Task ▸ Rewrite the lines of the material starting at the one containing "of the <item>olive" and ending at the one containing "Query: <item>olive tree</item>". Rename "segmenter" to "outliner" and leave everything else the same.

Records for the exercise ▸

• • • •

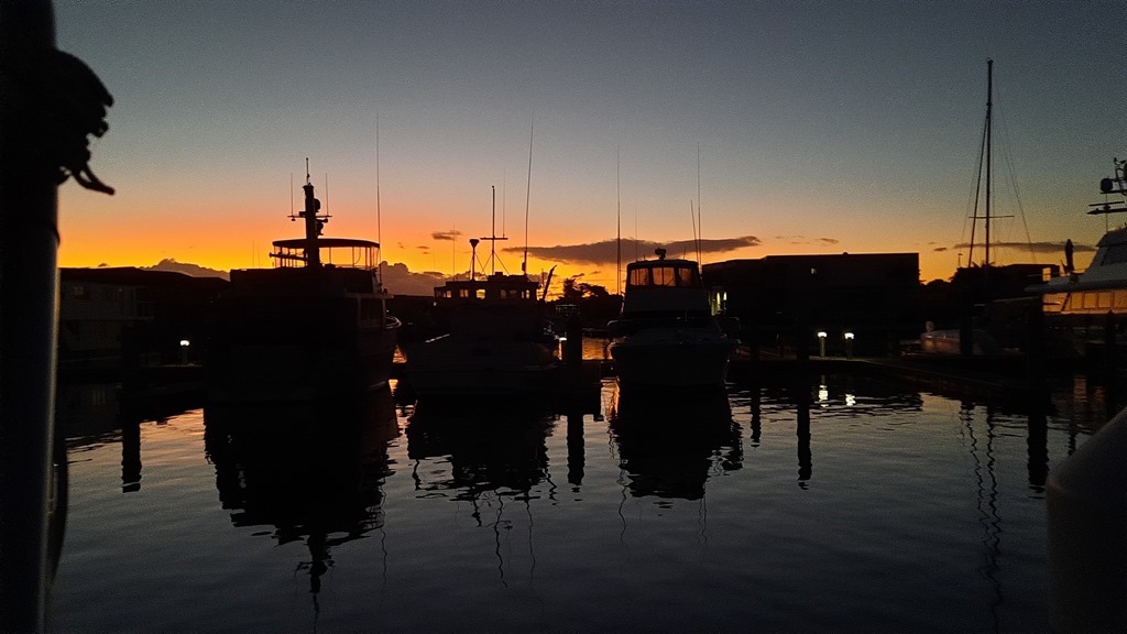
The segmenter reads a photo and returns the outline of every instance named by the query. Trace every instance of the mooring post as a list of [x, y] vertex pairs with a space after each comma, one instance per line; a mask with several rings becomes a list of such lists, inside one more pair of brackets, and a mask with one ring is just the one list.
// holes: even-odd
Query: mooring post
[[0, 1], [0, 632], [42, 632], [46, 617], [59, 168], [32, 122], [54, 41], [47, 0]]

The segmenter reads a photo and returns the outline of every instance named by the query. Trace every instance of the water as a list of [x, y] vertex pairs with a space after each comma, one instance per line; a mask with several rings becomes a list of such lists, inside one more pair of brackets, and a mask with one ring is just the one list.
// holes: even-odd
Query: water
[[570, 416], [63, 398], [48, 624], [99, 633], [1046, 631], [1045, 477], [1107, 419], [1082, 379], [1032, 414], [853, 376]]

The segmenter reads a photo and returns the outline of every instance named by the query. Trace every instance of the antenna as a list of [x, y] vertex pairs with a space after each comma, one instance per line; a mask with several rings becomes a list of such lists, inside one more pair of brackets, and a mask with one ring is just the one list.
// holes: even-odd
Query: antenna
[[489, 229], [489, 234], [492, 240], [489, 241], [489, 261], [492, 263], [492, 272], [497, 272], [497, 186], [489, 185], [494, 195], [494, 218], [492, 227]]
[[532, 113], [529, 124], [529, 180], [524, 191], [524, 261], [521, 262], [521, 273], [529, 274], [529, 205], [532, 202], [532, 134], [536, 126], [536, 113]]
[[700, 241], [696, 239], [696, 212], [693, 211], [693, 200], [689, 199], [689, 219], [692, 220], [693, 224], [693, 247], [696, 250], [696, 262], [700, 262]]
[[696, 262], [703, 266], [701, 262], [701, 239], [703, 239], [704, 234], [701, 231], [701, 144], [696, 143], [696, 224], [693, 226], [693, 232], [696, 236], [694, 239], [696, 241]]
[[615, 264], [614, 264], [614, 283], [616, 285], [618, 294], [622, 294], [622, 162], [619, 158], [619, 148], [614, 148], [614, 194], [618, 199], [618, 210], [615, 211], [614, 221], [616, 224], [618, 234], [614, 238], [614, 252], [615, 252]]
[[375, 265], [383, 279], [383, 227], [380, 209], [380, 113], [375, 113]]

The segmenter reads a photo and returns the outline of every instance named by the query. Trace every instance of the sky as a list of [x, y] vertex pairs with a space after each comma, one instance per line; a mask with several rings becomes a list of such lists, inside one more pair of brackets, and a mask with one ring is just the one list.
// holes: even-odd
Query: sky
[[[59, 49], [114, 96], [106, 196], [60, 191], [61, 266], [270, 266], [309, 160], [326, 236], [399, 274], [619, 289], [625, 262], [983, 256], [1077, 265], [1127, 156], [1127, 3], [59, 1]], [[978, 203], [979, 214], [984, 202]], [[621, 238], [621, 241], [619, 241]], [[621, 245], [621, 248], [616, 248]], [[1006, 247], [1003, 245], [1015, 245]], [[405, 292], [390, 283], [393, 292]]]

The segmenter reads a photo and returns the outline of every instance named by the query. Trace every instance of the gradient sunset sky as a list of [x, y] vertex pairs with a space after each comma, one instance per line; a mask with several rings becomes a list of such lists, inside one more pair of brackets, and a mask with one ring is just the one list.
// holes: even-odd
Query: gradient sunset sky
[[469, 268], [496, 187], [499, 244], [523, 250], [527, 209], [529, 272], [557, 282], [616, 290], [616, 218], [694, 255], [693, 210], [706, 263], [909, 252], [946, 279], [987, 59], [1012, 215], [993, 238], [1020, 247], [995, 263], [1058, 263], [1071, 238], [1085, 265], [1106, 220], [1084, 211], [1127, 156], [1122, 1], [115, 0], [55, 21], [116, 99], [91, 167], [117, 194], [61, 188], [62, 266], [269, 266], [308, 157], [325, 234], [412, 272]]

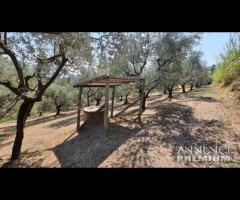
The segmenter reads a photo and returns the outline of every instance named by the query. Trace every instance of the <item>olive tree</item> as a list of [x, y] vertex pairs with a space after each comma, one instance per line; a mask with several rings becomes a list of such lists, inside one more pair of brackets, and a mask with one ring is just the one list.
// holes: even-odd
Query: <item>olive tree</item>
[[[19, 157], [25, 122], [34, 104], [67, 66], [90, 56], [88, 33], [0, 33], [0, 59], [8, 59], [16, 82], [1, 76], [0, 85], [13, 92], [21, 105], [11, 160]], [[26, 70], [26, 69], [29, 70]], [[29, 73], [31, 72], [31, 73]]]

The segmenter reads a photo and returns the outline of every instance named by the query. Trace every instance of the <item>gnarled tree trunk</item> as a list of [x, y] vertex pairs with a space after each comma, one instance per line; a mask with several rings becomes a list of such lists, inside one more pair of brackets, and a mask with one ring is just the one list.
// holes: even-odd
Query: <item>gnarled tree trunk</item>
[[147, 100], [147, 95], [144, 93], [143, 94], [143, 102], [142, 102], [142, 110], [146, 110], [146, 100]]
[[56, 111], [57, 111], [57, 112], [56, 112], [56, 116], [57, 116], [57, 115], [60, 115], [61, 107], [62, 107], [61, 105], [57, 105], [57, 106], [56, 106]]
[[29, 113], [31, 112], [34, 103], [35, 103], [34, 101], [25, 100], [20, 105], [18, 116], [17, 116], [16, 137], [13, 144], [11, 160], [16, 160], [21, 153], [22, 140], [24, 137], [23, 129], [24, 129], [27, 117], [29, 116]]
[[96, 106], [100, 105], [101, 99], [95, 99], [96, 100]]
[[167, 88], [167, 90], [168, 90], [168, 98], [169, 98], [169, 100], [171, 100], [172, 99], [173, 87], [169, 87], [169, 88]]
[[124, 103], [123, 103], [124, 105], [126, 105], [126, 104], [128, 104], [128, 96], [126, 95], [125, 96], [125, 100], [124, 100]]
[[123, 96], [120, 96], [120, 101], [122, 101], [123, 100]]
[[191, 83], [191, 85], [190, 85], [190, 90], [193, 90], [193, 84]]
[[185, 84], [181, 84], [181, 87], [182, 87], [182, 93], [185, 93]]
[[167, 94], [167, 89], [166, 88], [163, 89], [163, 94]]

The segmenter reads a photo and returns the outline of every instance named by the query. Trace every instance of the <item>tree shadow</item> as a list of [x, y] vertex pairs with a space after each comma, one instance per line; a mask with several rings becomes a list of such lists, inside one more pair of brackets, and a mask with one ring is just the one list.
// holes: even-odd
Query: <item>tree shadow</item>
[[60, 120], [60, 121], [57, 121], [57, 122], [54, 122], [54, 123], [51, 123], [50, 125], [48, 125], [48, 127], [59, 129], [59, 128], [66, 127], [66, 126], [69, 126], [69, 125], [72, 125], [72, 124], [76, 124], [76, 117], [75, 116], [67, 118], [67, 119], [63, 119], [63, 120]]
[[[50, 115], [50, 116], [46, 116], [46, 117], [41, 117], [39, 119], [33, 119], [31, 121], [26, 122], [25, 128], [30, 127], [30, 126], [34, 126], [34, 125], [37, 125], [37, 124], [45, 123], [45, 122], [54, 121], [54, 120], [57, 120], [59, 118], [64, 118], [64, 117], [72, 116], [72, 115], [76, 115], [76, 112], [62, 113], [59, 116]], [[15, 134], [15, 131], [16, 131], [16, 125], [2, 127], [2, 128], [0, 128], [0, 132], [1, 132], [0, 137], [1, 137], [1, 135], [2, 135], [2, 137], [8, 137], [10, 135]]]
[[[154, 116], [147, 116], [145, 132], [147, 132], [148, 146], [163, 145], [171, 148], [176, 159], [180, 147], [205, 146], [214, 148], [216, 139], [224, 131], [224, 123], [219, 120], [199, 120], [194, 117], [191, 107], [179, 103], [171, 103], [157, 107]], [[152, 131], [155, 126], [155, 131]], [[223, 141], [218, 141], [223, 143]], [[186, 166], [194, 163], [184, 163]]]
[[102, 124], [86, 125], [75, 137], [52, 150], [61, 167], [98, 167], [138, 131], [138, 128], [130, 129], [109, 123], [109, 135], [106, 137]]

• • • •

Complete answer ▸
The outliner reads a photo and returns the outline of every instance named by the query. Trace every instance of the <item>olive tree</item> as a list of [x, y] vertex pairs with a space after each comma, one instance per line; a mask with several rings becomes a list of such lists, inside one more pair of brackets, and a mask with one ring is just the one list.
// holes: even-odd
Query: <item>olive tree</item>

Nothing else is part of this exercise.